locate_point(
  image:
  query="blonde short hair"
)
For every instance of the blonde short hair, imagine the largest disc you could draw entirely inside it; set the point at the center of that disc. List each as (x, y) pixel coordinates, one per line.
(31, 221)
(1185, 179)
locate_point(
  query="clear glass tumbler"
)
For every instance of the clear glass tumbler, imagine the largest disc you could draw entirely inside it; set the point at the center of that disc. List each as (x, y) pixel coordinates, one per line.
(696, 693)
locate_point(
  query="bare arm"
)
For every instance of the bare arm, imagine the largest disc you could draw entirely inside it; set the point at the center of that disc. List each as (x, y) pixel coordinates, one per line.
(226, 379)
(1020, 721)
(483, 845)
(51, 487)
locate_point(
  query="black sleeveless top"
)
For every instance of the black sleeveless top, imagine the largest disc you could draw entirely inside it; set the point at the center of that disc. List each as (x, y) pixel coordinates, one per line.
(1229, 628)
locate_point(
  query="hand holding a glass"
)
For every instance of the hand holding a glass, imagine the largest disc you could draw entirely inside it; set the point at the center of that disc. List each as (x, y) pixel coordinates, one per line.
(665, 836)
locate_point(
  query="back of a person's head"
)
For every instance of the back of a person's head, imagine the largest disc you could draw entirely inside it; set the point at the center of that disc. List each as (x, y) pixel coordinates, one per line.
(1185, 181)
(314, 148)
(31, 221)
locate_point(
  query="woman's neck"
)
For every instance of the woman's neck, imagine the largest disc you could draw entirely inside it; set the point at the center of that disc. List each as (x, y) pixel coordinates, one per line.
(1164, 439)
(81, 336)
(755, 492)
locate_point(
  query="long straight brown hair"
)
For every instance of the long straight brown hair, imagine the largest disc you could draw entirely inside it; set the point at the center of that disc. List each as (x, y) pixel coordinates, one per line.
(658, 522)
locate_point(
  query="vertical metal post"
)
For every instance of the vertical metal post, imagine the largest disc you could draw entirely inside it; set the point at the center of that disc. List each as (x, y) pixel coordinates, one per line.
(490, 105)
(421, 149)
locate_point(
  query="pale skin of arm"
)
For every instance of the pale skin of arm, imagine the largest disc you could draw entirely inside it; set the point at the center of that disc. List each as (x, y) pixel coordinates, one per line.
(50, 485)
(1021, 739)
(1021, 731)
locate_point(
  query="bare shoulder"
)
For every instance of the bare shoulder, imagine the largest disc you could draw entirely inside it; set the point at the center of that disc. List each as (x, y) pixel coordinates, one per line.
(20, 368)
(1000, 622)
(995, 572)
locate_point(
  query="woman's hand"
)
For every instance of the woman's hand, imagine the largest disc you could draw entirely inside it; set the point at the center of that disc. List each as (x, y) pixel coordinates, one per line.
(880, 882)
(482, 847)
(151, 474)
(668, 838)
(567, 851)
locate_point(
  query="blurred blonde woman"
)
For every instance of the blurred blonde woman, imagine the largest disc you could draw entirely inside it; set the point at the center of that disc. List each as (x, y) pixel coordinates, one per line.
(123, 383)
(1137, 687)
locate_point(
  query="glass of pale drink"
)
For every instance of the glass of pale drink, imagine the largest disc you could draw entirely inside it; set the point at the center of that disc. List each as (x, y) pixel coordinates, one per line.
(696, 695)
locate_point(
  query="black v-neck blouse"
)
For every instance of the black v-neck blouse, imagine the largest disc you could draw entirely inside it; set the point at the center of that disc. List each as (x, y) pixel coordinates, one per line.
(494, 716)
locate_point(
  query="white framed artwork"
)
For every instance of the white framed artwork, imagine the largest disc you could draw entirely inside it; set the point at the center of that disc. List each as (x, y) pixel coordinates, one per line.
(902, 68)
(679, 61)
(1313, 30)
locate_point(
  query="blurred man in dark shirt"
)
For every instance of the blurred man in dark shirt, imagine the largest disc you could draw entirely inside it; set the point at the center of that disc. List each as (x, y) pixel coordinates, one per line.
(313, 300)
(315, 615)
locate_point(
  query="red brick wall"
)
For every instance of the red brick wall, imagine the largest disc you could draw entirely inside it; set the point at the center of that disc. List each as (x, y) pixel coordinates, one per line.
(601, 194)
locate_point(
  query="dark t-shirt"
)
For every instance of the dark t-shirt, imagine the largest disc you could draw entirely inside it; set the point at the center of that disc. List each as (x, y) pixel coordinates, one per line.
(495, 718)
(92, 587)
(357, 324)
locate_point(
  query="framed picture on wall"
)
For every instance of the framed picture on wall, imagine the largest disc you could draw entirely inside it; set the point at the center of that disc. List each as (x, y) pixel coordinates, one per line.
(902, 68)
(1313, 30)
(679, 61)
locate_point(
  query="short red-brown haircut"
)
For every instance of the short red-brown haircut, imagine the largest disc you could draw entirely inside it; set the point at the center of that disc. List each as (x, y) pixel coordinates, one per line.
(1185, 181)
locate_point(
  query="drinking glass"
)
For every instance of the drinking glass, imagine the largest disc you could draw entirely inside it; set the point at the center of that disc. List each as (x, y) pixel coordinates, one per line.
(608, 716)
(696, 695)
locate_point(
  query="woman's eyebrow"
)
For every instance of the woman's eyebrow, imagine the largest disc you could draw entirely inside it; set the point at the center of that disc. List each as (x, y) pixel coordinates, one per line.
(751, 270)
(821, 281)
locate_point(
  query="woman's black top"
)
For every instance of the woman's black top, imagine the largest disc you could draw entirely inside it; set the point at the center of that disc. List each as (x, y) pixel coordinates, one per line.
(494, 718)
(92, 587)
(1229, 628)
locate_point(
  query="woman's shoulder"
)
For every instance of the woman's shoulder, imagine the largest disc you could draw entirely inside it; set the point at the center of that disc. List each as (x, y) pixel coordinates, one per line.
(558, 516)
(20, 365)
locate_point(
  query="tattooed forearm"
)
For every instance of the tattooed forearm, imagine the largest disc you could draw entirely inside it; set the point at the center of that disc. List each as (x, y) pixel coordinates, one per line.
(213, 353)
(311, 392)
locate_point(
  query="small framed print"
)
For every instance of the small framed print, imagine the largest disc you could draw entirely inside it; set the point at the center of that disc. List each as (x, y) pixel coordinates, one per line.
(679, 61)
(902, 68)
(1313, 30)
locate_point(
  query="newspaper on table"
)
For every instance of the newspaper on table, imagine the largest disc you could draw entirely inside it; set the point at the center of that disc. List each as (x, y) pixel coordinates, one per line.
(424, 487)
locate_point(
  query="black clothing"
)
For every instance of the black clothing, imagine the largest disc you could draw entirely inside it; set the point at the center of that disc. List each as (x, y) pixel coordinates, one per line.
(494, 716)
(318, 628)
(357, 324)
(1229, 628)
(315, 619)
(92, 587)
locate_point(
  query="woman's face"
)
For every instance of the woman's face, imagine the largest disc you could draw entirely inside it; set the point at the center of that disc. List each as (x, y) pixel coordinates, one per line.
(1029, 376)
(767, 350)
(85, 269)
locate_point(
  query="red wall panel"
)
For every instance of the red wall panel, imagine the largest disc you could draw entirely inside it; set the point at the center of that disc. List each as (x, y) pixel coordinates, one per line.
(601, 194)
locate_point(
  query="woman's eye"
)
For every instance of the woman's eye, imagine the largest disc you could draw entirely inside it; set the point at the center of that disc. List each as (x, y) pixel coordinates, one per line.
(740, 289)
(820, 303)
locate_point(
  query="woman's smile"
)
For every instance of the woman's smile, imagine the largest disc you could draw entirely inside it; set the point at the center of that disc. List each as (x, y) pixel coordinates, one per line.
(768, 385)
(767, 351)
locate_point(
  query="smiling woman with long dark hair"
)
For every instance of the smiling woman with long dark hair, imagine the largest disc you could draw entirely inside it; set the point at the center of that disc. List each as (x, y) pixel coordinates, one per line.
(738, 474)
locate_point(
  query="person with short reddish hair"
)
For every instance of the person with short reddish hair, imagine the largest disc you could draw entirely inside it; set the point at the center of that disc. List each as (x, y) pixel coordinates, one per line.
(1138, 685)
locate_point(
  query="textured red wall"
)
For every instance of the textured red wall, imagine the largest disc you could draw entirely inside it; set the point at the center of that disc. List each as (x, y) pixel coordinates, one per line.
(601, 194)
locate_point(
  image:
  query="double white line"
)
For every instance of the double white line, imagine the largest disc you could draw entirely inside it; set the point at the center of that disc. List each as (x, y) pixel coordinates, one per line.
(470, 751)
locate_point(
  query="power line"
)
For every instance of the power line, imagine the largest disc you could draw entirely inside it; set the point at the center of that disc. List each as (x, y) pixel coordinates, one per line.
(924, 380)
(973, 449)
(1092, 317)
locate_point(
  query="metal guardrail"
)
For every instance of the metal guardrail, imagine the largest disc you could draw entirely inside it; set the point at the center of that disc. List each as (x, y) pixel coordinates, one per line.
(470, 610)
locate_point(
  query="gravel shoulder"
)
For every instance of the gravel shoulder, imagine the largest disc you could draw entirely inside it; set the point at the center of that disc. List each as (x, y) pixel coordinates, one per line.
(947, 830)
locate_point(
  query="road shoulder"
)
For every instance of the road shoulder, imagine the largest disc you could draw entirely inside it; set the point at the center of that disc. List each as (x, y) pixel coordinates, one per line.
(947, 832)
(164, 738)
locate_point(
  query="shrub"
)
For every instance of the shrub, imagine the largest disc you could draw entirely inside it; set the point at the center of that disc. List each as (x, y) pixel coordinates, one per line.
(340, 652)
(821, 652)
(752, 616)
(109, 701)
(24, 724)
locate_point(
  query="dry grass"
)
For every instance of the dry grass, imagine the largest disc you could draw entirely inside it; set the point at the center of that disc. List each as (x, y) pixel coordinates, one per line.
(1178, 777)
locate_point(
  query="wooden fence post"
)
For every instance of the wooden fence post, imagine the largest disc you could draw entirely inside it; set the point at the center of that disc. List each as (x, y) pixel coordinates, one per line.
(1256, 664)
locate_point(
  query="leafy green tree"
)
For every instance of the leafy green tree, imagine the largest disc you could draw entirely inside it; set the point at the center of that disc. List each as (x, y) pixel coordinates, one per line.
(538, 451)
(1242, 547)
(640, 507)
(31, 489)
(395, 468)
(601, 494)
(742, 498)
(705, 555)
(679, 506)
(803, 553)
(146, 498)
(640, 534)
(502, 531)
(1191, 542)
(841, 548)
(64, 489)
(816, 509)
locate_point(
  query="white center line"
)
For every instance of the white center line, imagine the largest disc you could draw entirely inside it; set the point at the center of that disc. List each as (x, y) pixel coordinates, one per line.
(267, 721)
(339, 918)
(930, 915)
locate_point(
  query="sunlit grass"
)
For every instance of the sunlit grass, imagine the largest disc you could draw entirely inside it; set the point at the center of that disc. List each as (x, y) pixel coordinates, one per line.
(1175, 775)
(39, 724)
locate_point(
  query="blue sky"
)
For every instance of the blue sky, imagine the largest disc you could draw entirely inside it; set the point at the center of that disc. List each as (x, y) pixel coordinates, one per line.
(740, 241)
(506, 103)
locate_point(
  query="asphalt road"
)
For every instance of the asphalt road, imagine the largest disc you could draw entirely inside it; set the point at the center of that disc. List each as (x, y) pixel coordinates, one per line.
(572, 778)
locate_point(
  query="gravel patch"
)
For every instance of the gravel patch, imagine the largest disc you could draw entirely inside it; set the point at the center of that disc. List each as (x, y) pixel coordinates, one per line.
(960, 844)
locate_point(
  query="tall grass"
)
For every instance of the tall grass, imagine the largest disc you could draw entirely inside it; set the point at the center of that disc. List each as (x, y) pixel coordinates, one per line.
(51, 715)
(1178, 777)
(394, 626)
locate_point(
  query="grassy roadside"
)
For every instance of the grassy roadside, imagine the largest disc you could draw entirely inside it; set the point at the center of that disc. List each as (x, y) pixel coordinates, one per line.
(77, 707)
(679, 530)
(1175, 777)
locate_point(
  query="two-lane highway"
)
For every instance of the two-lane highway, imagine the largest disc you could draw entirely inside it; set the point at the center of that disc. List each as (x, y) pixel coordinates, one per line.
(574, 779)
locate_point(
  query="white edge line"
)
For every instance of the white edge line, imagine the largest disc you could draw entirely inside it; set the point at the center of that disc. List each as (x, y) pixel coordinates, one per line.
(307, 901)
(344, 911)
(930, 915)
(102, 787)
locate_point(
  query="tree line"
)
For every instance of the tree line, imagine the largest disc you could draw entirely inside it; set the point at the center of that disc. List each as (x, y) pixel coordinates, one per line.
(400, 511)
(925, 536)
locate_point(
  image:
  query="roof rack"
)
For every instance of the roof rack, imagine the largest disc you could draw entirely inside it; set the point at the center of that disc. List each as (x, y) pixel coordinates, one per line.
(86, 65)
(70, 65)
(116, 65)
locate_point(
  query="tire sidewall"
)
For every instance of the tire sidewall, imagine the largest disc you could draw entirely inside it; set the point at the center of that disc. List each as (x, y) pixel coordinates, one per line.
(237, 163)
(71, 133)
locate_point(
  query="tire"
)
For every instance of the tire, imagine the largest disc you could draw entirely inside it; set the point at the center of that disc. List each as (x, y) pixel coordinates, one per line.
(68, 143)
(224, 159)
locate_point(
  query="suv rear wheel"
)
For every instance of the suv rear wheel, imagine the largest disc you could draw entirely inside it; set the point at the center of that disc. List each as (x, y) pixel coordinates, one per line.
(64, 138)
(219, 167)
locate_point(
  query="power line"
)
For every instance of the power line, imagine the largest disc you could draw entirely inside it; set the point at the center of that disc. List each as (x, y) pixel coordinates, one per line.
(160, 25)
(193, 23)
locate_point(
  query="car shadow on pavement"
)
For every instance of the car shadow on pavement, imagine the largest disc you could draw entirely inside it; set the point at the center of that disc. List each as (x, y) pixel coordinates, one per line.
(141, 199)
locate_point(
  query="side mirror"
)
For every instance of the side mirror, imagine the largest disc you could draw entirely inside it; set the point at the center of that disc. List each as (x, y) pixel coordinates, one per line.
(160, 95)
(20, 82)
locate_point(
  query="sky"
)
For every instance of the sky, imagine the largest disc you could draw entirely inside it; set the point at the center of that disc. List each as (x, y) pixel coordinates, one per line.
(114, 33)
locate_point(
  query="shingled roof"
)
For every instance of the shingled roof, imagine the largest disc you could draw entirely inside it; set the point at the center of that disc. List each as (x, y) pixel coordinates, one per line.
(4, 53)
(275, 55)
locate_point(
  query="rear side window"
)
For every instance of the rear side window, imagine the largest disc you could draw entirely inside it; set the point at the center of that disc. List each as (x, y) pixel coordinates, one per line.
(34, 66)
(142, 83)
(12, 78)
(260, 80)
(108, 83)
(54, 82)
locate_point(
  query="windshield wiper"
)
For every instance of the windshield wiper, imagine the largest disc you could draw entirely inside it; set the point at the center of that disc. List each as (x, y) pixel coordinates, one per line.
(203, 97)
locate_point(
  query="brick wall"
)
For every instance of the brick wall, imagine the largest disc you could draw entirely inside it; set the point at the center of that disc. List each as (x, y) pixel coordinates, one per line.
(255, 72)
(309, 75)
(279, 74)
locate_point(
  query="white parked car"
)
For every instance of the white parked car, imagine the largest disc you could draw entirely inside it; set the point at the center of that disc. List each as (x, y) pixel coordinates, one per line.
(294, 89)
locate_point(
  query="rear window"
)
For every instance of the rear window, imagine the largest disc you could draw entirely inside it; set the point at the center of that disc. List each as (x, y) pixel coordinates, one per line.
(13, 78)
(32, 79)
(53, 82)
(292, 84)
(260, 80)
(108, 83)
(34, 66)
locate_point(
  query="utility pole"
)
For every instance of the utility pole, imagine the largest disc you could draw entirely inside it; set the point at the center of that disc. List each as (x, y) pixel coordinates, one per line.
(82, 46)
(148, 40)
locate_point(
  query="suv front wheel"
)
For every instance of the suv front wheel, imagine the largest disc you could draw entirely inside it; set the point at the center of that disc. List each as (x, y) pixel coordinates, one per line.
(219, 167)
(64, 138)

┄┄┄┄┄┄┄┄┄┄

== Problem description ==
How many lines in the material above contain the string "lane"? Treat uppercase and lowercase as different, and reply with the number alone.

== Task output ==
2